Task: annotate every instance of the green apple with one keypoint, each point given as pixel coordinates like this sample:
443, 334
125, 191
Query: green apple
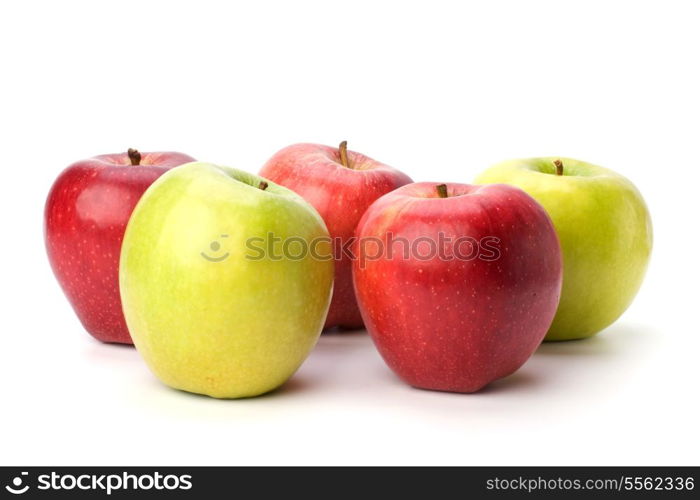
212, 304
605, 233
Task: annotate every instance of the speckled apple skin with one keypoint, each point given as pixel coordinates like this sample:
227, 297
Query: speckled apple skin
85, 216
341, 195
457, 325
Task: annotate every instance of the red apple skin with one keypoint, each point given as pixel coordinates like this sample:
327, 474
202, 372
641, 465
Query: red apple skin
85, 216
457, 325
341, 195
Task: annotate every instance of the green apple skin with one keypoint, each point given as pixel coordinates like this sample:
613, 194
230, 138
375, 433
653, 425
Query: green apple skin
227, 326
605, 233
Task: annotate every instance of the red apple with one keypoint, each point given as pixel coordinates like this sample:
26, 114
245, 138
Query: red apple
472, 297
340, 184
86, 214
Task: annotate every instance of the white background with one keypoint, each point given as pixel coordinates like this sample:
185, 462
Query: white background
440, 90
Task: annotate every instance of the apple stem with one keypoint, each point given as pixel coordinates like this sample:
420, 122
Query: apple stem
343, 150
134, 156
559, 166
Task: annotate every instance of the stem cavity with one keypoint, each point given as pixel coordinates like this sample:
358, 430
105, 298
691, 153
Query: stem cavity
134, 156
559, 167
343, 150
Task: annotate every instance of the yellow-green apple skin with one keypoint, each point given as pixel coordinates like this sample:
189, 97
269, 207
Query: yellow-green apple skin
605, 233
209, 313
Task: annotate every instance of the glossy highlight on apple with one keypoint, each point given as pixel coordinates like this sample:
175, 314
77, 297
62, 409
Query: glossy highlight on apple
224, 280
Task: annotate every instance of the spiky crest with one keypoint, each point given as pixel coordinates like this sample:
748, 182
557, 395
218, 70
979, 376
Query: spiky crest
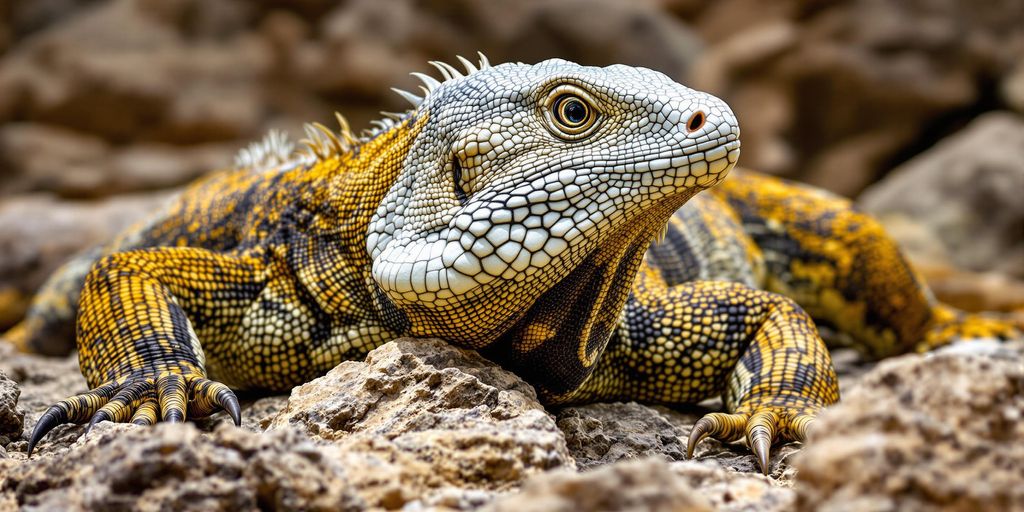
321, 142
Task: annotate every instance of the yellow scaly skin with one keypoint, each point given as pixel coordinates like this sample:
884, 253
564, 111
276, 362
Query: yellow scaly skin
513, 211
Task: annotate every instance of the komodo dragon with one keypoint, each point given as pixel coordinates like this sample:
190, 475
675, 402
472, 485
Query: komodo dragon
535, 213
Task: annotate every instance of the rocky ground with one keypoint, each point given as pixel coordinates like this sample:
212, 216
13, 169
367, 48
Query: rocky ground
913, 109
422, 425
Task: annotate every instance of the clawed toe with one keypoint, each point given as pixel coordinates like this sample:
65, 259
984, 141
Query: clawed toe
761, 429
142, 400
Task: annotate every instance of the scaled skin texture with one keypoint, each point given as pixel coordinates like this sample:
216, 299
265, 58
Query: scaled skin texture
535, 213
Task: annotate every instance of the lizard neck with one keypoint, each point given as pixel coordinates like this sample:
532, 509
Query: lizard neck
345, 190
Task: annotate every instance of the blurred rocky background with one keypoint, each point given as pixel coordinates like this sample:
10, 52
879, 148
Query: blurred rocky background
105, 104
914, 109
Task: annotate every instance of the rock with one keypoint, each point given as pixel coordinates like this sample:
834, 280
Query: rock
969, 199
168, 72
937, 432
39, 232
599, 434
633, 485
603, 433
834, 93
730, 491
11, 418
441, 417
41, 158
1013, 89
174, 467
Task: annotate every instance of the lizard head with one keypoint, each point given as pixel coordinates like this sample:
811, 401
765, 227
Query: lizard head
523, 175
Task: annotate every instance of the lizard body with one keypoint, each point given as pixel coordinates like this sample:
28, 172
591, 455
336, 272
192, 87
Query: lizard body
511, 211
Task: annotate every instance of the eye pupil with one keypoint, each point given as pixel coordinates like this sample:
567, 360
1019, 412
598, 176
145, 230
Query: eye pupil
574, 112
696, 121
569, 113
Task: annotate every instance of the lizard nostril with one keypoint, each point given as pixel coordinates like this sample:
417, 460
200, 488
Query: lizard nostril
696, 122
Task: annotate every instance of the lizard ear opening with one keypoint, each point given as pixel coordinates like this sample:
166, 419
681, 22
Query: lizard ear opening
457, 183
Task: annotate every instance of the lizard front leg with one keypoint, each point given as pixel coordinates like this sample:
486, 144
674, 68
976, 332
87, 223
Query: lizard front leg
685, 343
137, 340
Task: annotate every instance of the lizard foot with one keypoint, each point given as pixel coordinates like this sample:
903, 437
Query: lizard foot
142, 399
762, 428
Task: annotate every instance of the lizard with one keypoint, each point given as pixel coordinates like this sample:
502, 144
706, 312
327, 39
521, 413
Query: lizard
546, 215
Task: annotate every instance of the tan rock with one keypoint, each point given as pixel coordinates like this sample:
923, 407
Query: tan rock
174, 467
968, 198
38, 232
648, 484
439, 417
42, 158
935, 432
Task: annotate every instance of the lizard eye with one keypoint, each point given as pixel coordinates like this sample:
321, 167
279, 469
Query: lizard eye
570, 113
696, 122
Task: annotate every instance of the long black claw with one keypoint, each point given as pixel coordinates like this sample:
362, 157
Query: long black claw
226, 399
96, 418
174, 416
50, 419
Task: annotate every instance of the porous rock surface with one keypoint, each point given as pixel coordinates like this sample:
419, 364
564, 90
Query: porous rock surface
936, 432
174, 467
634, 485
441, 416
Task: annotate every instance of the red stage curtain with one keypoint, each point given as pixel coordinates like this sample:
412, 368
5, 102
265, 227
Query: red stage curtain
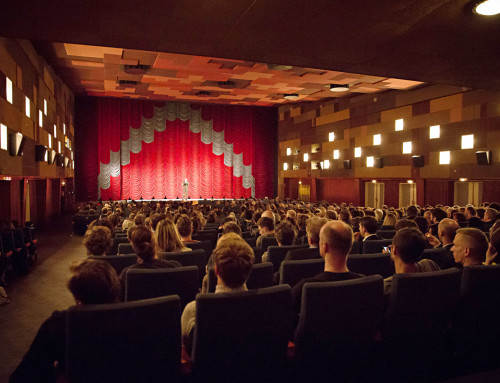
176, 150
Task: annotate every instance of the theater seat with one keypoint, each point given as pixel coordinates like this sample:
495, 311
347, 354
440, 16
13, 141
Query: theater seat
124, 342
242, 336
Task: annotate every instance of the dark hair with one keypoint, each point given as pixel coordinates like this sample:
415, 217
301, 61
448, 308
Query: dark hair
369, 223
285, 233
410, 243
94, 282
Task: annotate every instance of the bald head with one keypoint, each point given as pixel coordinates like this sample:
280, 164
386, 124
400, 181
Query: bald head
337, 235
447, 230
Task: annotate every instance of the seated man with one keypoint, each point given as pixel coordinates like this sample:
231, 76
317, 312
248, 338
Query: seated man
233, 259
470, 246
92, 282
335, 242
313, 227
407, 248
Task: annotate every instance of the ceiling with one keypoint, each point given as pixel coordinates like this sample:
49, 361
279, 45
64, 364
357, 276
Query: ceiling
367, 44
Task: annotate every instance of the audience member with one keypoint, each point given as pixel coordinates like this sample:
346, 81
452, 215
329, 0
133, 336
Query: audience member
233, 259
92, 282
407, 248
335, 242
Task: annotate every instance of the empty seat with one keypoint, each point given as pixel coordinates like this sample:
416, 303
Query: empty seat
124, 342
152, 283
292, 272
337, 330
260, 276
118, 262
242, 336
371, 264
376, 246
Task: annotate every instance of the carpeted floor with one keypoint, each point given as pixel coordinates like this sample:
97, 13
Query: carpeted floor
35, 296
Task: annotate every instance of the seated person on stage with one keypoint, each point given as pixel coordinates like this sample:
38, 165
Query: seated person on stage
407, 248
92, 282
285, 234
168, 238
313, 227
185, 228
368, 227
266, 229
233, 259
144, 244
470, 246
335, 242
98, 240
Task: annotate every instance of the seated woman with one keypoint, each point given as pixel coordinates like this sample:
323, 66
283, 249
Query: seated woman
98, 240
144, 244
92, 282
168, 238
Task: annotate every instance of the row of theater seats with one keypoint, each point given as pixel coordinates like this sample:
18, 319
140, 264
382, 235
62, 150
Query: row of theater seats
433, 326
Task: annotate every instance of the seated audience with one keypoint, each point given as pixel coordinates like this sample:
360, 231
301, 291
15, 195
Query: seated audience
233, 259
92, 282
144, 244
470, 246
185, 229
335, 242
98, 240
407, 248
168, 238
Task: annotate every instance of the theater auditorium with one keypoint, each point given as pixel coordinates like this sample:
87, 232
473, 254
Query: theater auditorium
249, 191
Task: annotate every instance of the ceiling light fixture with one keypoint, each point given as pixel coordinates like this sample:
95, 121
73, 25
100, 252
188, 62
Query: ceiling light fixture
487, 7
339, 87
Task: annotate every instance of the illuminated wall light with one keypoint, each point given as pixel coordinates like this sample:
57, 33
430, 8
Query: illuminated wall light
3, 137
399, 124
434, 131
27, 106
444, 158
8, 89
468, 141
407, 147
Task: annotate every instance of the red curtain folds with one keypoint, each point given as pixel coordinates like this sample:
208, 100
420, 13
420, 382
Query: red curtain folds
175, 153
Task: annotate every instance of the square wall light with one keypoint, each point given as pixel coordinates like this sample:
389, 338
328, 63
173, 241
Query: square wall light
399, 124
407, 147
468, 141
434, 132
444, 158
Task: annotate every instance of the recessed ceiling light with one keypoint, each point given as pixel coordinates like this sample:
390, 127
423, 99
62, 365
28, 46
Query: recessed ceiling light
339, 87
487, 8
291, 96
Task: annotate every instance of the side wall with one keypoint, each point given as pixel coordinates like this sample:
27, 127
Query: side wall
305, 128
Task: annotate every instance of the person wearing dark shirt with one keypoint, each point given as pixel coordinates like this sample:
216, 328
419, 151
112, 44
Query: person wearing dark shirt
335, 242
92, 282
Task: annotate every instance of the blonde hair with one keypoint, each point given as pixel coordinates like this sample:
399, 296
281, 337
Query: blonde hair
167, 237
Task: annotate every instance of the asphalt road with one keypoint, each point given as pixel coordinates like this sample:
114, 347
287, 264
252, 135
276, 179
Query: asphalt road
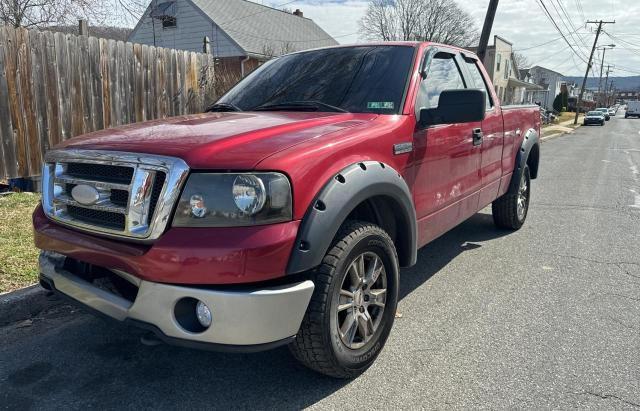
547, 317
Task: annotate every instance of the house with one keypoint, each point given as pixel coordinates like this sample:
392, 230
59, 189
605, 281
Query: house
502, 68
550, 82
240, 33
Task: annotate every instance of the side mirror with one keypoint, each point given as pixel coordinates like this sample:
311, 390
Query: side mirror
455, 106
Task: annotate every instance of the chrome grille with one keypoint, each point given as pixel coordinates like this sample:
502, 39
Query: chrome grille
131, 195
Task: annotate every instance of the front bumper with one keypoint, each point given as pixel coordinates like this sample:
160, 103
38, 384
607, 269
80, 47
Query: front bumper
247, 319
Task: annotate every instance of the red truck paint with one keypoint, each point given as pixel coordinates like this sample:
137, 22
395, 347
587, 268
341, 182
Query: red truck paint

## The request
Retype only the lines from the one with "Task: annotate every instance of the recessed" through the final line of the entries, please, and keep the pictures out.

## Output
Task: annotate every instance of the recessed ceiling light with one keypoint, each point given as pixel coordinates like this sample:
390, 127
423, 99
62, 365
28, 46
Query: recessed ceiling light
339, 87
487, 8
291, 96
Task: annotate every instance of the side wall with one keypoint, each point given as pixel coordinates like this sample:
27, 127
Query: side wall
305, 128
Task: annotate every instance of the person wearing dark shirt with one keypoint, each point given as pixel coordinates like this sample:
216, 328
419, 151
112, 44
Query: person wearing dark shirt
335, 242
92, 282
Task: annotate every instance of the blonde hair with one keypoint, each point given as pixel coordinates like this sample:
399, 296
281, 337
Query: blonde hair
167, 237
Task: annotate every instance of the asphalt road with one keypoint, each point given as pixel coordinates like this sample:
114, 347
287, 264
252, 135
276, 179
Query: asphalt road
547, 317
Task: annotate every instance of the house with one keypoint, each point given as pixel coordinates like this sample:
392, 230
59, 189
605, 281
Query: house
502, 68
550, 82
240, 33
Task: annotate every instance of the side mirror with one keypoint, each point given as pixel coordinates like this sample:
311, 390
Query: side mirror
455, 106
Task: annotate every instance of the chrome grille with one keypoint, each point given as pixel coordinates like this sample:
502, 39
Query: chrome grille
131, 195
Task: annotate every instance of the front bumper with one keypoint, each point given as pixel coordinates like this sample:
160, 103
38, 384
607, 269
80, 47
Query: front bumper
247, 319
Task: annotate every instance of the red truck paint with one keypoint, each point given as pixel coordinates like this sample:
137, 22
395, 347
587, 268
341, 182
Query: red truck paint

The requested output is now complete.